--- Start of DATA SUPPLIED ---
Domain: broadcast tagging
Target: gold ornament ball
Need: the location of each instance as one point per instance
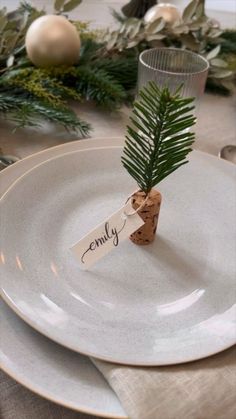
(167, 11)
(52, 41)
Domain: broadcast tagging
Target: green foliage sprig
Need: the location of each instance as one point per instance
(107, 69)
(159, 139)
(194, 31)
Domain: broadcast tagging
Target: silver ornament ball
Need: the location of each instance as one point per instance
--- End of DATA SUPPLIED ---
--- Start of DATA SUPPLIED ---
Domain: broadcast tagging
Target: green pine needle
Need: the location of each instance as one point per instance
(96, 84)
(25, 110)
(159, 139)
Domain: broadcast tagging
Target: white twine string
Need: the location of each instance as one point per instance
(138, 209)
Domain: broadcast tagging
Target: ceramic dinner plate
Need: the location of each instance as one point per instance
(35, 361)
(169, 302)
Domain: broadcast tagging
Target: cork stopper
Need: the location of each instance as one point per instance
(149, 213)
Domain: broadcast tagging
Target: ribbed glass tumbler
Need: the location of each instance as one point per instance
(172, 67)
--- End of DATA SUPPLIED ---
TASK STATEMENT. Gather every line of the records that contains the string "Target" and copy each one word for word.

FULL SOLUTION.
Target: gold ornament ball
Target: green foliage sprig
Target: silver ornament ball
Target: green pine needle
Target: white twine string
Target: ceramic dinner plate
Target: cork stopper
Target: ribbed glass tumbler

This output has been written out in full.